BRIEF -
Pull out from the material below all lines with "negative".
# # # # # # #
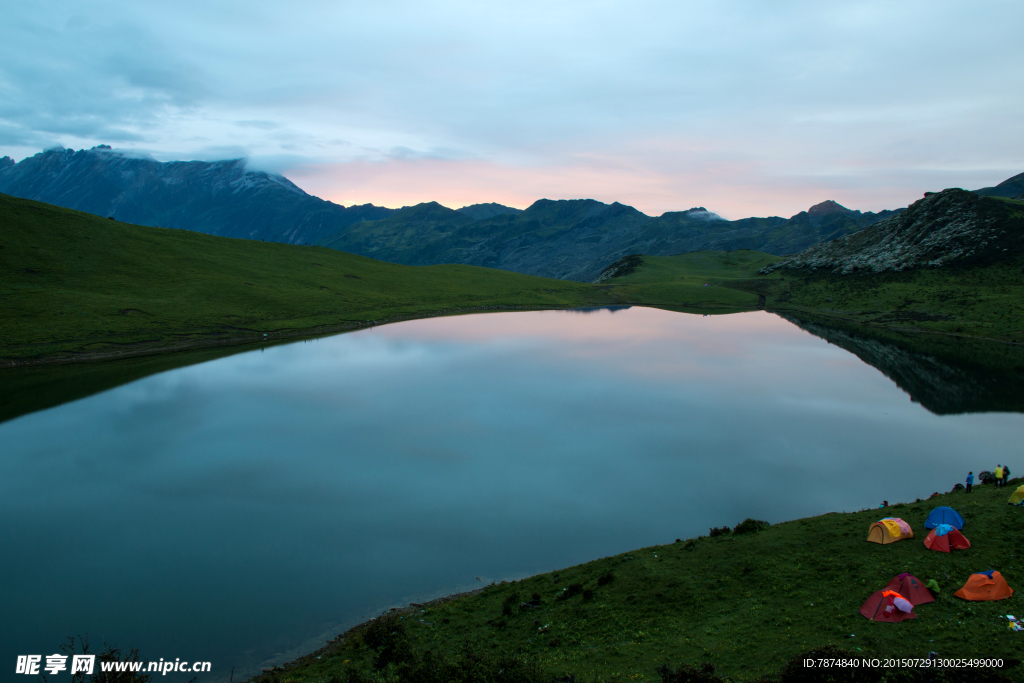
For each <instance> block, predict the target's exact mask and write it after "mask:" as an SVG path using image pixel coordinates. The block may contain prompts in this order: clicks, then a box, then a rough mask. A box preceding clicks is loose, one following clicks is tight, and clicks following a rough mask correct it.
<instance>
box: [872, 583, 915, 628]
mask: <svg viewBox="0 0 1024 683" xmlns="http://www.w3.org/2000/svg"><path fill="white" fill-rule="evenodd" d="M860 613H861V614H863V615H864V617H865V618H869V620H871V621H872V622H890V623H895V622H902V621H904V620H908V618H918V615H916V614H914V613H913V605H911V604H910V602H909V600H907V599H906V598H904V597H903V596H902V595H900V594H899V593H897V592H896V591H890V590H888V589H883V590H881V591H876V592H874V593H871V597H869V598H867V600H866V601H865V602H864V604H862V605H861V606H860Z"/></svg>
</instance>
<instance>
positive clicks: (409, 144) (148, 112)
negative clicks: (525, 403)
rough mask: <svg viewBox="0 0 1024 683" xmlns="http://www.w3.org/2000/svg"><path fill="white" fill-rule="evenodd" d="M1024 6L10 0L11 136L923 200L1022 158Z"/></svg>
mask: <svg viewBox="0 0 1024 683" xmlns="http://www.w3.org/2000/svg"><path fill="white" fill-rule="evenodd" d="M1022 26H1024V3H1021V2H1019V0H1015V1H1013V2H1011V1H1006V2H1002V1H986V0H979V1H977V2H972V3H965V2H948V1H945V0H929V1H928V2H921V1H915V0H907V1H901V2H892V1H891V0H886V1H879V2H876V1H865V2H820V1H814V2H805V1H801V0H777V1H773V2H764V1H763V0H734V1H717V0H702V1H700V2H688V1H680V0H672V1H667V2H660V1H645V0H630V1H629V2H626V1H612V0H590V1H588V2H578V1H575V0H563V1H561V2H550V1H545V2H540V1H537V2H534V1H512V2H464V1H462V0H451V1H447V2H411V1H406V0H376V1H375V2H347V1H344V0H341V1H339V0H333V1H329V2H317V1H313V2H303V1H296V2H290V3H282V2H267V1H264V0H247V1H246V2H236V1H221V0H203V1H202V2H199V1H195V0H176V1H175V2H137V1H120V0H113V1H109V2H97V1H92V0H80V1H76V2H67V1H66V2H60V1H53V0H36V1H34V2H31V3H11V4H10V5H7V6H5V8H4V22H3V23H0V156H2V155H8V156H10V157H12V158H14V159H15V160H20V159H24V158H25V157H28V156H31V155H34V154H37V153H39V152H40V151H41V150H44V148H49V147H52V146H55V145H62V146H66V147H74V148H82V147H91V146H93V145H95V144H101V143H104V144H111V145H113V146H114V147H115V148H118V150H125V151H131V152H133V153H140V154H148V155H151V156H153V157H154V158H156V159H159V160H161V161H171V160H191V159H202V160H216V159H225V158H236V157H245V158H248V159H249V163H250V166H251V167H253V168H258V169H262V170H268V171H273V172H276V173H282V174H284V175H286V176H287V177H289V178H291V179H292V180H293V181H294V182H296V184H298V185H299V186H300V187H302V188H303V189H305V190H306V191H308V193H310V194H312V195H316V196H318V197H322V198H324V199H329V200H332V201H335V202H338V203H344V204H364V203H368V202H372V203H374V204H377V205H383V206H391V207H399V206H407V205H412V204H416V203H419V202H424V201H437V202H440V203H441V204H444V205H445V206H450V207H453V208H457V207H460V206H464V205H467V204H474V203H480V202H499V203H502V204H506V205H509V206H515V207H519V208H525V207H526V206H528V205H529V204H531V203H532V202H534V201H535V200H537V199H541V198H547V199H582V198H590V199H596V200H600V201H603V202H613V201H617V202H622V203H624V204H629V205H631V206H634V207H636V208H638V209H640V210H641V211H643V212H645V213H647V214H651V215H658V214H660V213H663V212H665V211H673V210H685V209H688V208H691V207H694V206H705V207H707V208H708V209H709V210H711V211H714V212H716V213H719V214H721V215H722V216H724V217H726V218H740V217H745V216H752V215H761V216H763V215H782V216H790V215H793V214H795V213H798V212H799V211H801V210H804V209H806V208H808V207H809V206H811V205H812V204H816V203H818V202H821V201H824V200H826V199H831V200H836V201H838V202H840V203H841V204H844V205H845V206H848V207H850V208H854V209H861V210H865V211H868V210H871V211H878V210H882V209H886V208H890V209H891V208H897V207H901V206H906V205H907V204H908V203H910V202H912V201H914V200H916V199H919V198H920V197H921V195H922V193H924V191H926V190H935V189H942V188H944V187H950V186H961V187H967V188H971V189H973V188H977V187H982V186H987V185H992V184H995V183H997V182H999V181H1001V180H1004V179H1006V178H1008V177H1010V176H1012V175H1016V174H1017V173H1020V172H1022V171H1024V117H1022V116H1021V112H1024V87H1022V86H1021V84H1022V83H1024V40H1021V39H1020V28H1021V27H1022Z"/></svg>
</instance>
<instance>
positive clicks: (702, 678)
mask: <svg viewBox="0 0 1024 683" xmlns="http://www.w3.org/2000/svg"><path fill="white" fill-rule="evenodd" d="M655 671H656V672H657V675H658V676H660V677H662V683H725V681H724V680H723V679H722V677H721V676H719V675H717V674H716V673H715V667H713V666H712V665H711V663H709V661H705V663H703V664H702V665H701V666H700V669H694V668H693V667H688V666H686V665H681V666H680V667H679V669H677V670H676V671H672V670H671V669H669V665H663V666H662V667H660V668H659V669H656V670H655Z"/></svg>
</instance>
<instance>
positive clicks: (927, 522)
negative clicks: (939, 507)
mask: <svg viewBox="0 0 1024 683" xmlns="http://www.w3.org/2000/svg"><path fill="white" fill-rule="evenodd" d="M939 524H949V525H950V526H952V527H953V528H955V529H956V530H957V531H958V530H961V529H962V528H964V518H963V517H961V514H959V513H958V512H956V511H955V510H953V509H952V508H947V507H945V506H943V507H941V508H935V509H934V510H932V511H931V512H930V513H929V514H928V519H926V520H925V528H935V527H936V526H938V525H939Z"/></svg>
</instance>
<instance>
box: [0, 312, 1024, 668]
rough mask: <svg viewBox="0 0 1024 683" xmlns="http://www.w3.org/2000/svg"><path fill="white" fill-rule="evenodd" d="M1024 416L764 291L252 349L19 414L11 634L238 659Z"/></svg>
mask: <svg viewBox="0 0 1024 683" xmlns="http://www.w3.org/2000/svg"><path fill="white" fill-rule="evenodd" d="M1022 441H1024V416H1022V415H1021V414H1019V413H974V414H964V415H936V414H934V413H932V412H930V411H928V410H926V409H925V408H923V407H922V404H920V403H918V402H914V401H912V400H911V399H910V397H909V396H908V394H907V393H905V392H904V391H902V390H901V389H900V388H899V387H898V386H897V385H896V384H895V383H894V382H893V381H892V380H890V379H889V378H888V377H887V376H886V375H884V374H883V373H882V372H880V371H879V370H877V369H874V368H873V367H871V366H869V365H866V364H864V362H862V361H861V360H860V359H858V357H857V356H856V355H854V354H853V353H850V352H849V351H847V350H844V349H843V348H842V347H840V346H838V345H833V344H829V343H827V342H825V341H823V340H822V339H820V338H819V337H816V336H814V335H812V334H809V333H808V332H806V331H804V330H802V329H801V328H799V327H797V326H795V325H793V324H791V323H790V322H786V321H784V319H782V318H780V317H777V316H775V315H773V314H771V313H767V312H763V311H758V312H749V313H738V314H733V315H714V316H702V315H693V314H685V313H677V312H671V311H665V310H658V309H652V308H642V307H632V308H622V309H596V310H587V311H534V312H508V313H489V314H476V315H464V316H458V317H443V318H430V319H423V321H413V322H408V323H400V324H395V325H389V326H385V327H381V328H375V329H370V330H364V331H359V332H355V333H349V334H345V335H339V336H335V337H330V338H322V339H318V340H310V341H305V342H296V343H293V344H288V345H283V346H275V347H272V348H266V349H262V350H260V349H257V350H252V351H247V352H244V353H239V354H236V355H230V356H227V357H222V358H219V359H216V360H211V361H208V362H204V364H200V365H194V366H189V367H185V368H179V369H176V370H172V371H168V372H163V373H161V374H157V375H152V376H150V377H145V378H144V379H140V380H137V381H133V382H131V383H128V384H124V385H122V386H119V387H117V388H114V389H111V390H108V391H103V392H101V393H97V394H95V395H92V396H89V397H87V398H82V399H80V400H75V401H72V402H68V403H65V404H61V405H57V407H55V408H50V409H48V410H43V411H39V412H35V413H31V414H28V415H24V416H22V417H18V418H16V419H13V420H9V421H7V422H4V423H2V424H0V450H2V458H0V473H2V474H0V506H2V514H0V538H2V539H3V540H4V542H3V547H4V553H3V554H2V556H0V600H2V612H3V615H4V617H3V620H2V621H0V642H2V645H0V647H2V649H3V660H4V661H7V663H8V664H9V663H10V661H11V660H13V659H14V658H15V656H16V655H17V654H27V653H28V654H31V653H39V654H44V655H45V654H49V653H52V652H55V651H57V647H58V646H59V645H60V644H61V642H63V641H65V639H66V637H67V636H71V635H84V634H88V636H89V638H90V640H91V641H92V643H93V649H94V650H95V649H96V647H95V646H96V645H98V644H101V643H102V642H103V641H105V642H109V643H117V644H118V645H121V646H124V647H137V648H139V650H140V657H141V658H142V659H146V660H151V659H152V660H156V659H159V658H160V657H163V658H165V659H168V658H169V659H174V658H175V657H180V658H182V659H188V660H197V659H201V660H210V661H212V663H213V672H212V675H210V676H207V677H206V678H205V679H204V678H201V679H200V680H208V681H220V680H227V679H228V677H229V676H230V675H231V671H232V669H233V677H234V679H236V680H239V679H240V678H245V677H247V676H248V675H252V674H254V673H257V672H258V671H259V670H260V668H261V667H264V666H269V665H270V664H279V663H282V661H285V660H287V659H290V658H294V657H295V656H298V655H300V654H303V653H305V652H308V651H311V650H312V649H315V647H317V646H318V645H319V644H322V643H323V642H324V641H325V640H326V639H328V638H332V637H334V636H335V635H337V634H338V633H341V632H342V631H344V630H345V629H347V628H348V627H350V626H353V625H354V624H356V623H358V622H361V621H364V620H365V618H367V617H368V616H371V615H374V614H377V613H380V612H381V611H382V610H384V609H386V608H388V607H389V606H392V605H401V604H406V603H408V602H411V601H417V602H419V601H422V600H424V599H429V598H432V597H438V596H441V595H445V594H450V593H454V592H458V591H464V590H472V589H474V588H477V587H480V586H482V585H484V584H487V583H490V582H493V581H501V580H506V579H508V580H511V579H517V578H521V577H525V575H529V574H532V573H537V572H541V571H547V570H551V569H555V568H559V567H564V566H568V565H572V564H577V563H580V562H585V561H588V560H591V559H595V558H598V557H603V556H607V555H613V554H616V553H621V552H625V551H628V550H631V549H635V548H640V547H643V546H648V545H652V544H658V543H669V542H672V541H674V540H676V539H677V538H682V539H685V538H690V537H695V536H698V535H705V533H708V529H709V527H711V526H722V525H730V526H731V525H734V524H736V523H737V522H739V521H740V520H742V519H744V518H746V517H755V518H759V519H765V520H768V521H770V522H778V521H782V520H786V519H793V518H797V517H804V516H809V515H817V514H822V513H825V512H829V511H844V510H858V509H863V508H868V507H876V506H878V505H879V504H880V503H881V502H882V501H883V500H888V501H890V502H896V501H912V500H914V499H916V498H927V497H928V496H929V495H930V494H931V493H932V492H936V490H939V492H944V490H949V489H950V488H951V487H952V485H953V484H954V483H956V482H958V481H963V480H964V477H965V476H966V474H967V472H968V470H973V471H974V472H975V473H976V474H977V473H978V472H979V471H981V470H986V469H987V470H991V469H993V468H994V467H995V465H996V463H1005V462H1006V461H1008V460H1010V461H1011V462H1010V463H1009V464H1010V466H1011V467H1012V468H1013V469H1015V470H1018V468H1021V467H1024V464H1019V463H1017V462H1016V461H1014V460H1013V456H1014V454H1016V453H1017V452H1018V450H1019V444H1020V443H1021V442H1022ZM1021 471H1024V470H1021ZM865 535H866V529H865ZM5 666H8V665H5ZM65 675H67V673H65ZM54 678H55V679H58V678H59V677H54ZM162 678H163V677H162ZM188 678H189V676H185V675H184V674H168V676H167V680H181V681H185V680H187V679H188Z"/></svg>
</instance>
# # # # # # #
WRITTEN RESPONSE -
negative clicks: (525, 403)
negative clicks: (939, 507)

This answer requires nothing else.